### [What the exercise asks]
Quote every item below word for word, keeping each line and its order unchanged.

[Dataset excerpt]
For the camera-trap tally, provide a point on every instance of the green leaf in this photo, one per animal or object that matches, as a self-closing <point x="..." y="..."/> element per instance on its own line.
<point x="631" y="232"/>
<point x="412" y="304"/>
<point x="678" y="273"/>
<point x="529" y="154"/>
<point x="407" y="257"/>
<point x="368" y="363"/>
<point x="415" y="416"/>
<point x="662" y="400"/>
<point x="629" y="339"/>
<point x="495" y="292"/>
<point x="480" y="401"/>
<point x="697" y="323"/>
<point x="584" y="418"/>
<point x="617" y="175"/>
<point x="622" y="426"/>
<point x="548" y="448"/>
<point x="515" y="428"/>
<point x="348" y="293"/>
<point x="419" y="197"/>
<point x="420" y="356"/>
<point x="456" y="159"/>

### [Result of the task]
For the camera-trap tally, provide a point on every instance of the green leaf in this photo, one per animal or object that matches, as a self-closing <point x="..." y="..."/> element per instance on its own line.
<point x="631" y="232"/>
<point x="412" y="304"/>
<point x="678" y="273"/>
<point x="529" y="154"/>
<point x="407" y="257"/>
<point x="368" y="363"/>
<point x="415" y="416"/>
<point x="662" y="400"/>
<point x="629" y="339"/>
<point x="495" y="292"/>
<point x="480" y="401"/>
<point x="697" y="323"/>
<point x="584" y="418"/>
<point x="617" y="175"/>
<point x="622" y="426"/>
<point x="548" y="448"/>
<point x="515" y="428"/>
<point x="348" y="293"/>
<point x="419" y="197"/>
<point x="420" y="356"/>
<point x="456" y="159"/>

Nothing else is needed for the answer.